Ya he observado antes que los hombres deben mantener a las mujeres que hayan seducido; este sería uno de los medios de reformar los hábitos femeninos y de detener un abuso que tiene un efecto igualmente fatal sobre la población y la moral. Otro, no menos obvio, sería volver la atención de la mujer hacia la virtud de la castidad real, porque tiene poco derecho al respeto por su modestia, aunque su reputación sea blanca como la nieve, la mujer que sonríe al libertino mientras menosprecia a las víctimas de sus apetitos ilícitos y sus propias locuras.

Además, está teñida de la misma locura, aunque se estime pura, cuando adorna con cuidado su persona solo para que la vean los hombres, para excitar suspiros respetuosos y todo el necio homenaje de lo que se denomina galantería inocente. Si las mujeres respetaran realmente la virtud por sí misma, no buscarían una compensación en la vanidad por el renunciamiento que se ven obligadas a practicar para guardar su reputación, ni se tratarían con hombres que la desafían.

Los dos sexos se corrompen o se perfeccionan mutuamente. Creo que esto es una verdad indiscutible, que se extiende a toda virtud. La castidad, la modestia, el espíritu cívico y todo su acompañamiento noble sobre los que se fundamentan las virtudes sociales y la felicidad deben entenderse y cultivarse por toda la humanidad o su efecto será pequeño. Y, en lugar de proporcionar al vicioso o al indolente un pretexto para violar alguna obligación sagrada al denominarla sexual, sería más sabio mostrar que la Naturaleza no ha hecho ninguna diferencia, y por ello el hombre que no es casto frustra doblemente el propósito de la naturaleza, al hacer infecunda a la mujer y al destruir su propia constitución, aunque evite la vergüenza que sigue al delito en el otro sexo. Estas son las consecuencias físicas; las morales son todavía más alarmantes, porque la virtud solo es una distinción nominal cuando los deberes de los ciudadanos, los maridos, las esposas, los padres, las madres y los cabezas de familia se convierten simplemente en los lazos egoístas de la conveniencia.

### REGISTROS
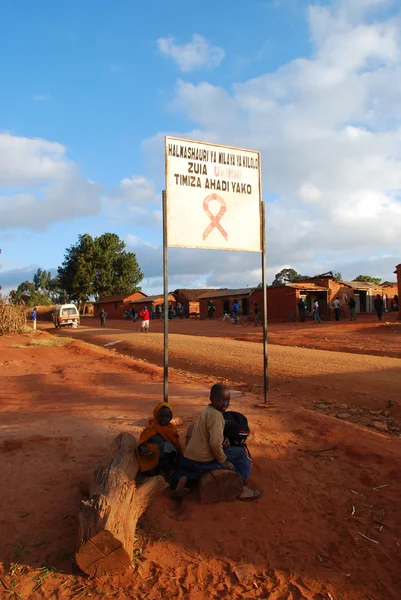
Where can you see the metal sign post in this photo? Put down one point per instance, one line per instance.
(265, 353)
(165, 307)
(213, 200)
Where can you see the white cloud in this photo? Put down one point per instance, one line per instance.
(135, 199)
(329, 128)
(194, 55)
(42, 97)
(40, 186)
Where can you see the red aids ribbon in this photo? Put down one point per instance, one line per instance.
(214, 219)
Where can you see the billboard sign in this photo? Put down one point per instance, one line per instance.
(213, 196)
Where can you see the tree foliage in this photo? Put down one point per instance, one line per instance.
(285, 276)
(98, 267)
(368, 279)
(42, 291)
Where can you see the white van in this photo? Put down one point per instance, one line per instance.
(66, 314)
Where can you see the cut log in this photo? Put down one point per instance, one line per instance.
(221, 485)
(107, 520)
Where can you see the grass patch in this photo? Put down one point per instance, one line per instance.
(50, 342)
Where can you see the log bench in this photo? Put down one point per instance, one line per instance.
(108, 518)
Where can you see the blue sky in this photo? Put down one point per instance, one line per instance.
(88, 90)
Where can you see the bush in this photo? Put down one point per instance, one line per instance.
(12, 317)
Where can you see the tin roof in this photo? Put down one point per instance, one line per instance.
(153, 299)
(227, 292)
(118, 298)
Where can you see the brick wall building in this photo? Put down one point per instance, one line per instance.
(149, 301)
(190, 299)
(115, 306)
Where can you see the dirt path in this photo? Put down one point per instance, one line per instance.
(61, 406)
(368, 379)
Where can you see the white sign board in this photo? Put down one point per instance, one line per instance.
(213, 196)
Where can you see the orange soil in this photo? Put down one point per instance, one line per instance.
(61, 407)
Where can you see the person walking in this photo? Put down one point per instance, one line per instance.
(336, 306)
(379, 304)
(302, 310)
(235, 311)
(352, 309)
(103, 315)
(316, 316)
(34, 318)
(145, 316)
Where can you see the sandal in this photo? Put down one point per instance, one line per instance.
(256, 494)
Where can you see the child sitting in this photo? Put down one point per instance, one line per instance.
(208, 450)
(159, 445)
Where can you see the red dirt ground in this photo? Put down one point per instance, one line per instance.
(61, 407)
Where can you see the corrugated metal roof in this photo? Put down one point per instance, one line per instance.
(153, 299)
(307, 286)
(117, 298)
(362, 285)
(226, 292)
(195, 293)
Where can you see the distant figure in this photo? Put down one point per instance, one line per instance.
(145, 316)
(378, 304)
(352, 309)
(316, 316)
(302, 310)
(102, 316)
(235, 310)
(256, 312)
(336, 306)
(34, 317)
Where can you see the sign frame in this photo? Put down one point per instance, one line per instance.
(166, 245)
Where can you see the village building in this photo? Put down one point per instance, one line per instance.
(190, 300)
(157, 301)
(115, 306)
(223, 300)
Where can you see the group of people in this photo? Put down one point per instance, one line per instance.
(378, 304)
(217, 441)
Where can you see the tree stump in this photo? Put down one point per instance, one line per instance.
(107, 520)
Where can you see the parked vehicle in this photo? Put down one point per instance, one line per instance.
(66, 315)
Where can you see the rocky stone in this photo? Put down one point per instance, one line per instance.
(380, 426)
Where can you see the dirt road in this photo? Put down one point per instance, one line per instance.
(317, 374)
(328, 481)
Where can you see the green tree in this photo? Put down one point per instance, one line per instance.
(97, 267)
(42, 280)
(368, 278)
(26, 292)
(286, 275)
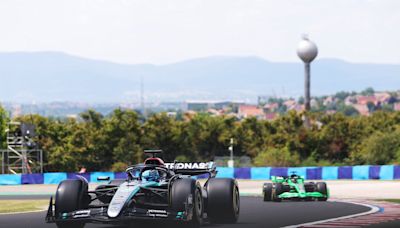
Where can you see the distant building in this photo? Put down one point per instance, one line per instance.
(272, 107)
(362, 109)
(203, 106)
(396, 106)
(271, 116)
(363, 100)
(246, 111)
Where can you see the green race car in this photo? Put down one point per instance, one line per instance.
(294, 188)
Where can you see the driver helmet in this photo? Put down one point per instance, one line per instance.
(151, 175)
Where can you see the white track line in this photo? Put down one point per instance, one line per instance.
(374, 209)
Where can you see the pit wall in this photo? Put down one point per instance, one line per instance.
(365, 172)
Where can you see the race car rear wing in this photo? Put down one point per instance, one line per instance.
(193, 168)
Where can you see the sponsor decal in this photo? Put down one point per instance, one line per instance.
(189, 165)
(157, 213)
(81, 214)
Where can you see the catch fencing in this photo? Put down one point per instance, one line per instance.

### TAREA BREVE
Según el fragmento seleccionado, ¿qué hacen los dos sexos el uno con el otro?

### RESPUESTA AL EJERCICIO
Se corrompen o se perfeccionan mutuamente.